## Kutipan Sumber
------------------------------------------------------------------------
Breaking

Minggu, 28 Juli 2019

Siapa Bilang Tak Bisa Menang Melawan Bank? Ini Daftar Gugatan Nasabah Bank yang Dimenangkan!

Baca Juga

ADA pepatah lama bangsa Melayu yang mengatakan “Berani karena benar, takut karena salah”. Artinya kira-kira, orang yang yakin dirinya benar pasti berani melakukan apa pun untuk membuktikan bahwa dia memang benar. Sedangkan orang yang merasa bersalah pasti takut berbuat apa pun karena sudah tahu akhirnya pasti dia yang kalah.

Berkaitan dengan kehidupan masyarakat yang gak bisa lepas dari konflik benar-salah, pepatah itu berguna banget. Misalnya dalam soal perbankan.

Banyak orang yang ngerasa dirugikan oleh pihak bank dalam suatu masalah, contohnya penarikan tagihan gelap kartu kredit.

Tapi mereka gak mau menggugat bank yang menerbitkan kartu itu, padahal mereka yakin benar gak pernah melakukan transaksi yang ditagihkan. Alasannya klise: ah, mana bisa menang melawan bank?

Padahal dalam Undang-Undang Nomor 8 Tahun 1999 tentang Perlindungan Konsumen disebutkan konsumen berhak mendapat advokasi dan perlindungan serta upaya penyelesaian sengketa. Konsumen juga berhak mendapat kompensasi dan ganti rugi. Jadi, kalau memang yakin pihak bank yang salah, gugat saja.

Kalau masih belum yakin masyarakat bisa menang melawan bank, ini ada daftar gugatan nasabah bank yang berakhir dengan kemenangan. Baca satu per satu ya, siapa tahu bisa menginspirasi:

1. Dadang Achmad

Dadang terbelit masalah kredit macet di Bank Muamalat Cabang Bogor. Pada 2013, gugatan uji materinya terhadap Pasal 55 ayat 2 UU Perbankan Syariah dikabulkan Mahkamah Konstitusi. Dia mempermasalahkan pihak Bank Muamalat yang membawa kasus kredit macetnya ke Pengadilan Negeri Bogor.
------------------------------------------------------------------------
## Materi yang Ditampilkan
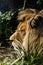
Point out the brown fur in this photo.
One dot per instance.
(30, 34)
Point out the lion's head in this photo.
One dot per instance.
(29, 29)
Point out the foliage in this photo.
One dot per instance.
(5, 29)
(39, 2)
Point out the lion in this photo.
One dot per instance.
(29, 32)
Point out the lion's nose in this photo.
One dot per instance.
(13, 36)
(36, 22)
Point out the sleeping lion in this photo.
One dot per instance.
(29, 32)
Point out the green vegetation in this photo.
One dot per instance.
(22, 59)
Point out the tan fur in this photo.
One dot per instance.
(27, 35)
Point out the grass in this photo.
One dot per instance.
(24, 58)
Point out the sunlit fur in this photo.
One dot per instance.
(31, 37)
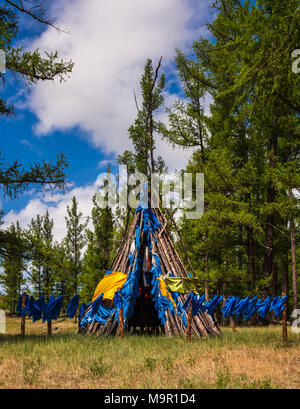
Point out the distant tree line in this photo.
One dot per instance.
(247, 148)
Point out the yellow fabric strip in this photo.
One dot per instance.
(175, 284)
(109, 285)
(164, 291)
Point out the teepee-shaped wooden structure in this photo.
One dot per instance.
(144, 305)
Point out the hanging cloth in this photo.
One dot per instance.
(109, 285)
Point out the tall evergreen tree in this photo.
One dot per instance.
(250, 159)
(74, 242)
(47, 272)
(100, 248)
(12, 278)
(36, 239)
(142, 130)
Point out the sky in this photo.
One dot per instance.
(87, 116)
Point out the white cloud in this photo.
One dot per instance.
(56, 205)
(109, 42)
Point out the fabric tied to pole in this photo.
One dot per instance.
(36, 308)
(72, 306)
(118, 300)
(52, 308)
(22, 311)
(109, 285)
(278, 305)
(263, 306)
(82, 310)
(211, 305)
(229, 306)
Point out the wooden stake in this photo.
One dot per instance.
(284, 321)
(232, 322)
(49, 325)
(23, 316)
(189, 322)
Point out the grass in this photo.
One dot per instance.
(250, 358)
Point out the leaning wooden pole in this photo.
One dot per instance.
(23, 316)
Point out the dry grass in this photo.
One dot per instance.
(249, 358)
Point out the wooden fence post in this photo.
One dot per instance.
(189, 322)
(284, 321)
(232, 322)
(23, 316)
(121, 324)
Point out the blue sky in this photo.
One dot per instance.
(88, 116)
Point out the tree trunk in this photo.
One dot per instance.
(250, 253)
(275, 280)
(271, 194)
(294, 266)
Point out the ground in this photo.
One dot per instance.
(247, 358)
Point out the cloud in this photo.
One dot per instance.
(109, 42)
(56, 205)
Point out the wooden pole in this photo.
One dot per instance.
(49, 325)
(189, 322)
(284, 321)
(232, 322)
(23, 316)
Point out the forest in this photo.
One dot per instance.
(247, 147)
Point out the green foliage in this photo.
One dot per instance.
(31, 66)
(74, 242)
(140, 131)
(12, 278)
(247, 147)
(100, 249)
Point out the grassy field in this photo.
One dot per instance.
(248, 358)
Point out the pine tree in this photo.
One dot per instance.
(100, 249)
(74, 242)
(47, 272)
(142, 130)
(249, 157)
(12, 278)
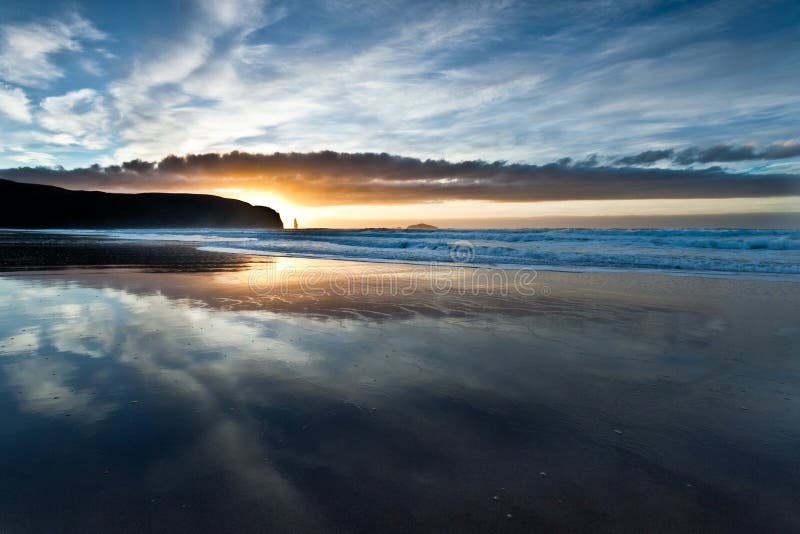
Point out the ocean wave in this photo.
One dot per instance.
(692, 250)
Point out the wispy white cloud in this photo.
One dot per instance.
(26, 50)
(14, 103)
(80, 116)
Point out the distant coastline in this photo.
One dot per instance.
(45, 206)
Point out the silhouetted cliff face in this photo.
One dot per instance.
(44, 206)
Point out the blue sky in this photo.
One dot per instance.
(85, 82)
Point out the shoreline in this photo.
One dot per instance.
(344, 395)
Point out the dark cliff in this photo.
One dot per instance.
(45, 206)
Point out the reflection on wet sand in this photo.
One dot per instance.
(168, 401)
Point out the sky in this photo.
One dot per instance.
(348, 113)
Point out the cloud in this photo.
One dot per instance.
(14, 103)
(729, 153)
(26, 50)
(648, 157)
(333, 178)
(723, 153)
(81, 117)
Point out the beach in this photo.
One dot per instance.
(154, 386)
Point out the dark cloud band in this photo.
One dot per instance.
(714, 154)
(328, 178)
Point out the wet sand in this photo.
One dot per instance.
(167, 390)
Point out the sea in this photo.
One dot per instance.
(691, 251)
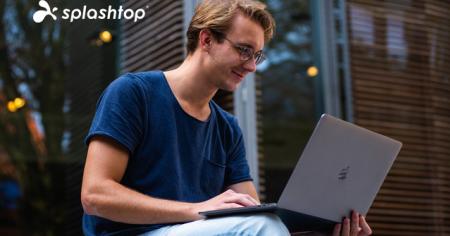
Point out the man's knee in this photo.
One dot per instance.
(263, 224)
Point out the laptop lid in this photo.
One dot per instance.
(341, 169)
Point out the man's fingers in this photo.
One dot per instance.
(337, 230)
(346, 227)
(354, 224)
(230, 205)
(242, 199)
(364, 226)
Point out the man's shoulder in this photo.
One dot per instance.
(226, 118)
(147, 77)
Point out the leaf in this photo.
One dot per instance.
(44, 4)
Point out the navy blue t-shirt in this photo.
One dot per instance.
(172, 155)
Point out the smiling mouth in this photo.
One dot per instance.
(240, 76)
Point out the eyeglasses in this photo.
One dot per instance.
(246, 53)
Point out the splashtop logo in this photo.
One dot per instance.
(84, 13)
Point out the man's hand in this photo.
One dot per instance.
(228, 199)
(357, 226)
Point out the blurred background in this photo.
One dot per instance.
(384, 65)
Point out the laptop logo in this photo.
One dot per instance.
------------------------------------------------------------------------
## Daftar Tugas
**a)** Kumpulkan setiap baris data yang memuat kata "distant".
**b)** Lanjutkan artikel tentang gugatan nasabah yang menang melawan bank mulai dari kalimat terakhirnya.

## Hasil Latihan
**a)**
Point out the distant tree line in this photo.
Point out the distant coastline in this photo.

**b)**
Soalnya di ayat 2 pasal itu disebutkan pihak bank bisa membawa sengketa soal perbankan syariah ke pengadilan yang dipilih oleh bank itu. Padahal pada ayat 1 pasal yang sama diatur bahwa masalah perbankan syariah harus diselesaikan di pengadilan agama.

Akhirnya Mahkamah Konstitusi mengabulkan gugatan Dadang dengan mencabut ayat 2 pasal 55 UU Perbankan Syariah karena dinilai bertentangan dengan konstitusi. Masalah Dadang pun akhirnya tak jadi diselesaikan di pengadilan negeri, tapi di pengadilan agama, sesuai dengan putusan nomor 93/PUU-X/2012.

2. Kemala Atmojo

Pada 2013, Kemala Atmojo menggugat BCA membayar ganti rugi materiil Rp 210  juta dan immateriil Rp 5 miliar. Gugatan itu pun dikabulkan sebagian oleh Pengadilan Niaga Jakarta!

Padahal masalahnya cuma “sepele”: Kemala gagal menarik uang dari ATM sebesar Rp 1,25 juta, tapi di buku rekeningnya ada catatan penarikan itu.

Gugatan ini berawal dari niatnya mengambil Rp 1,25 juta dari sebuah ATM. Karena transaksi penarikan di ATM itu gagal, dia beralih ke ATM BCA di sebelahnya. Transaksi yang kedua ini berhasil.

Tapi di buku rekeningnya muncul catatan penarikan Rp 1,25 juta dua kali pada hari itu. Lalu dia menggugat BCA karena yakin benar.

Akhirnya, Pengadilan Niaga menghukum BCA membayar ganti rugi materiil Rp 1,25 juta dan immateriil Rp 500 juta kepada Kemala setelah melihat bukti-bukti, termasuk rekaman CCTV saat Kemala gagal melakukan transaksi. Putusan ini bernomor 531/PDT.G/2012/PN.JKT.PST Tahun 2013.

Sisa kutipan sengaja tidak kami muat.